Task instructions | Print out the complete set of records below, exactly as they read.

[Dataset excerpts]
---------------

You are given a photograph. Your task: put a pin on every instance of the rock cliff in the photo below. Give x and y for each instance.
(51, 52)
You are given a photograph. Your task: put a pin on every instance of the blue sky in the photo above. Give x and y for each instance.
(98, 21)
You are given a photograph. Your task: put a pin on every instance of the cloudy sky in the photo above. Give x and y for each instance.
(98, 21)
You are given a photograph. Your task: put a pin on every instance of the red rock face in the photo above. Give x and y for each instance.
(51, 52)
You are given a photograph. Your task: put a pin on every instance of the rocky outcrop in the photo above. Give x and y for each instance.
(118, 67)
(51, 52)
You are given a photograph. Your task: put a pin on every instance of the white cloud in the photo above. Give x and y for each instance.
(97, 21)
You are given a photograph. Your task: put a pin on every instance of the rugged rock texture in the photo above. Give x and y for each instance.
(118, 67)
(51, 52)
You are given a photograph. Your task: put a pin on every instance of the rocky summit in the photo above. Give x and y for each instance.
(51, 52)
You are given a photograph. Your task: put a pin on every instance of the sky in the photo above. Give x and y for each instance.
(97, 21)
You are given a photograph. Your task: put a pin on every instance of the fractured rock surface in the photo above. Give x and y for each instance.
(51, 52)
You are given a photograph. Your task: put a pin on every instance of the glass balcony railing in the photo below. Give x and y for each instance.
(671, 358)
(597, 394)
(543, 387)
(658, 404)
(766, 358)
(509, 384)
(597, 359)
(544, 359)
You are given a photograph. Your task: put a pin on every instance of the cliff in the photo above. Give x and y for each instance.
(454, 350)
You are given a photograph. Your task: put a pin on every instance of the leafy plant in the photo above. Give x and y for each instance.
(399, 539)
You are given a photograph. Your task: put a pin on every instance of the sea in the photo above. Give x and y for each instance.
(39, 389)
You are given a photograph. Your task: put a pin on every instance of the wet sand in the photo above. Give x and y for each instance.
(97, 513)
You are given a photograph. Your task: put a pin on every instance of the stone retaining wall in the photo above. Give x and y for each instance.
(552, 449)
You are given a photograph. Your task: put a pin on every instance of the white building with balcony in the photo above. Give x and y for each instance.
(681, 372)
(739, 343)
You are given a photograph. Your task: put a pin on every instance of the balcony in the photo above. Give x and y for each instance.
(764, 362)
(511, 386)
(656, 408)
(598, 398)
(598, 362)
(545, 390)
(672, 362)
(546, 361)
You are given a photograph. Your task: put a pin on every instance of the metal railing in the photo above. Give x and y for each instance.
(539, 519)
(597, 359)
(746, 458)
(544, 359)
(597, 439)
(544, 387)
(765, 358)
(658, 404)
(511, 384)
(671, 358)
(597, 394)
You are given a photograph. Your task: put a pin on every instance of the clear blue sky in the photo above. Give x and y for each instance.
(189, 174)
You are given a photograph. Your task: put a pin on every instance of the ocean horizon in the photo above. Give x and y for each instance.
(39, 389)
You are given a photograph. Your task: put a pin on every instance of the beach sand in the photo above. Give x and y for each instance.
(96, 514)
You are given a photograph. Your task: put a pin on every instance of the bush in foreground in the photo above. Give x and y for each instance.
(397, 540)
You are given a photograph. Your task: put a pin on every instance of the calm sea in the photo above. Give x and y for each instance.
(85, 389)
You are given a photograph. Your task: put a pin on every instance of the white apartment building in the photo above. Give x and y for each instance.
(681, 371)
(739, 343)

---------------

Problem solution |
You are given a photograph. Your task: put a pin on every instance of the rock cliff in the photo below. Give x and y for each instance.
(51, 52)
You are given a photograph. Your task: put a pin on every instance of the blue sky in the photo above. Give x and y for each instance.
(98, 21)
You are given a photograph. Your task: put a pin on every instance of the cloudy sky in the photo above. Give x and y for each instance.
(98, 21)
You are given a photograph. Your task: put a pin on every instance of the red rock face in the photo above. Give x and y for each instance.
(51, 52)
You are given a photograph. Your task: put a pin on every instance of the rocky outcrop in the photo above. Give x and y for each instance.
(118, 67)
(51, 52)
You are given a photograph. Your task: put a pin on every instance of the white cloud in the photo above. Give x and y for each instance.
(97, 21)
You are given a photograph. Your task: put a pin on every instance of the rugged rock texture in the photo above. Give x and y for each instance.
(118, 67)
(51, 52)
You are given a photograph. Your task: put a pin on every instance of the rocky summit in the photo above. Give x and y for each instance.
(51, 52)
You are given a photograph. Your task: put a pin on every instance of the sky in the photo above. Give x and y for each instance.
(97, 21)
You are given a photograph. Your task: put a pin on every instance of the fractured rock surface in the photo above. Give x and y for each instance.
(51, 52)
You are given a photograph. Your task: put a pin on every instance of the glass balcony railing in the photo below. Give x and y for each instance.
(671, 358)
(597, 394)
(543, 387)
(658, 404)
(766, 358)
(509, 384)
(597, 359)
(544, 359)
You are given a photograph. Your task: put a pin on every instance of the cliff in the photo above. Give x and y for each instance.
(454, 350)
You are given a photograph. Your task: put a pin on every instance of the leafy plant in the photo above. Give x and y for each instance.
(399, 539)
You are given a photograph. Your task: put a pin on every instance of the sea in the photo above. Give x and y for each instance.
(39, 389)
You are given a photograph. Your task: put a pin on every instance of the wet sand in the photo above. Give x and y for each instance.
(97, 513)
You are given a photograph. Your task: put a pin on every instance of the stone retaining wall in the photo above. Give x and y for each instance.
(552, 449)
You are given a photograph. Your task: put a pin on every instance of the white building with balcony in the photo above. Give x and y for each instance.
(681, 372)
(739, 343)
You are given a photograph. Your task: put a pin on every instance of the balcony in the photo above. Give x and y for each instance.
(764, 362)
(511, 386)
(656, 408)
(598, 398)
(598, 362)
(545, 390)
(672, 362)
(546, 361)
You are given a photograph. Your task: put a pin on every instance of the metal railing in the photo above. Give x and y for each instance.
(539, 519)
(597, 359)
(746, 458)
(544, 359)
(597, 439)
(544, 387)
(765, 358)
(658, 404)
(511, 384)
(671, 358)
(597, 394)
You are given a photograph. Your task: put a pin on every instance of the clear blue sky in the photo above. Give x and y for each instance.
(189, 174)
You are given a photograph. Your task: put a pin on every instance of the ocean horizon in the photo above. Give x and y for each instance.
(39, 389)
You are given a photograph. Your task: put a pin on every instance of the beach sand in the photo above. Give x and y for each instance.
(96, 514)
You are given a photograph. Your task: put a pin on every instance of the bush in foreground in the photo above. Give x and y for each instance.
(397, 540)
You are given a photograph. Your task: put a pin on every instance of the calm sea in the photo above. Give x and y for each instance.
(85, 389)
You are given a photograph. Your task: put a pin on every instance of the white apartment building in the photo above. Give x and y for each instance.
(681, 371)
(739, 343)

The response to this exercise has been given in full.